## Activity 1
Answer these questions from the patent excerpt on exhaust gas recirculation:
(a) How many figures are listed in the brief description of the drawings?
(b) What does the expansion turbine do to the exhaust gas?
(c) To which part of the engine does the EGR circuit's output return the exhaust gas?

## Document segment
BRIEF DESCRIPTION OF THE DRAWINGS
[0010] The drawings illustrate at least one preferred embodiment
presently contemplated for carrying out the invention.
[0011] In the drawings:
[0012] FIG. 1 is a schematic diagram of an internal combustion
engine system incorporating an exhaust gas recirculation (EGR)
system according to an embodiment of the invention.
[0013] FIG. 2 is a schematic diagram of an internal combustion
engine system incorporating an EGR system according to an
embodiment of the invention.
[0014] FIG. 3 is another schematic diagram of an internal
combustion engine system incorporating an EGR system according to
an embodiment of the invention.
DETAILED DESCRIPTION
[0015] The invention includes embodiments that relate to engine
emission reduction systems. The invention includes embodiments that
relate to an apparatus for controlling the emissions of an engine.
The invention includes embodiments that relate to a method of
controlling the emissions of an engine.
[0016] Embodiments of the invention provide an exhaust gas
recirculation (EGR) apparatus including an EGR circuit having an
input configured to receive an exhaust gas from an engine exhaust
port, an output configured to return the exhaust gas to an intake
port of the engine, and an EGR path configured to circulate the
exhaust gas between the input and the output. The EGR apparatus
also includes an expansion turbine connected to the EGR circuit in
the EGR path downstream of the input to receive the exhaust gas,
the expansion turbine configured to expand the exhaust gas and
reduce a pressure thereof. The EGR apparatus further includes an
EGR compressor connected to the EGR path downstream of the
expansion turbine and decoupled from the expansion turbine, the EGR
compressor configured to compress the exhaust gas for circulation
to the output.

(Stored items)
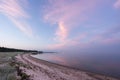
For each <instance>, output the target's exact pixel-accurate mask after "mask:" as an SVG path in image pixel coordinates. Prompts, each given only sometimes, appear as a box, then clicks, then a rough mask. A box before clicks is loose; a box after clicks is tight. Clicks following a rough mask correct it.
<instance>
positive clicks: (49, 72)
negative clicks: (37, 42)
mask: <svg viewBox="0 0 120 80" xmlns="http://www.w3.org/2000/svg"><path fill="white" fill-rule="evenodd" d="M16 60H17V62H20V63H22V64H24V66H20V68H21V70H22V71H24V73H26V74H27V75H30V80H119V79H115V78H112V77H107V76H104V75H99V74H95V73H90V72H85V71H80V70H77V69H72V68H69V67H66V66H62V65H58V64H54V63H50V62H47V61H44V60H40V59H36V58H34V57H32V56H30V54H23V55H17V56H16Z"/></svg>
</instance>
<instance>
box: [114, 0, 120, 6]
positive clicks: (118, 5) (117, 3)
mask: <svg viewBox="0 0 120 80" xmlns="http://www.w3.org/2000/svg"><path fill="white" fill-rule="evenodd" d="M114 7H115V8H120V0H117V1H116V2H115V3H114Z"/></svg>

--

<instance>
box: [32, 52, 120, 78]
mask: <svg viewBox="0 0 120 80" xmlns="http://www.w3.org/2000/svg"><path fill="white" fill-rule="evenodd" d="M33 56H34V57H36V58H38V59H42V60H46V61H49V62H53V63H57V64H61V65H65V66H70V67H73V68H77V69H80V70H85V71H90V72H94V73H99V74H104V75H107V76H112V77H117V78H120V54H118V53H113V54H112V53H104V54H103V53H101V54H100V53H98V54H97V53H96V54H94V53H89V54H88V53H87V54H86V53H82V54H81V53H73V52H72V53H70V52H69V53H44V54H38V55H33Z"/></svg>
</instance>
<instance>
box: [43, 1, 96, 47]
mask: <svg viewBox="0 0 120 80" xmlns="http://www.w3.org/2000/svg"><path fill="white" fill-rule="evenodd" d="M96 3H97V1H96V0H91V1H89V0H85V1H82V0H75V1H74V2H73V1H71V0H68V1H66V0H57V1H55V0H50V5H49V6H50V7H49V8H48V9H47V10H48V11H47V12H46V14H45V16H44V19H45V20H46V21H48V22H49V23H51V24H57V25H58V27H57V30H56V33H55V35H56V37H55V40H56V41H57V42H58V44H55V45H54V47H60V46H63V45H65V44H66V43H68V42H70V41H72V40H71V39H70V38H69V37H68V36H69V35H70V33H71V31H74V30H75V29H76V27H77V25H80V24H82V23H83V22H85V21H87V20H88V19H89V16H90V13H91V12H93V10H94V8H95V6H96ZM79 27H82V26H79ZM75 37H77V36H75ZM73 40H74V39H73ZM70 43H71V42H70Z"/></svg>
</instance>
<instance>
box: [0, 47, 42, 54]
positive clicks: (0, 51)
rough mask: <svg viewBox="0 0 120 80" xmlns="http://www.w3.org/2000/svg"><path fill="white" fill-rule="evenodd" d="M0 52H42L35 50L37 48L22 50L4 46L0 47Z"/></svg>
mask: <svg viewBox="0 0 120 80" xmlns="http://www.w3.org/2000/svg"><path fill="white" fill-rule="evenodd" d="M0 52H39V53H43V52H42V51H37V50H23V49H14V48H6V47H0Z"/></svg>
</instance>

## Activity 2
Show every line of the rows that contains the string "clicks".

## Reply 1
(a) Three
(b) It expands the exhaust gas and reduces its pressure.
(c) An intake port of the engine

## Reply 2
For each <instance>, output the target's exact pixel-accurate mask after "mask:" as an SVG path in image pixel coordinates. Prompts, each given only sometimes, appear as a box, then clicks, then a rough mask. A box before clicks is loose; a box after clicks is tight. Clicks following a rough mask correct it.
positive clicks: (49, 72)
negative clicks: (37, 42)
positive clicks: (118, 5) (117, 3)
positive clicks: (0, 51)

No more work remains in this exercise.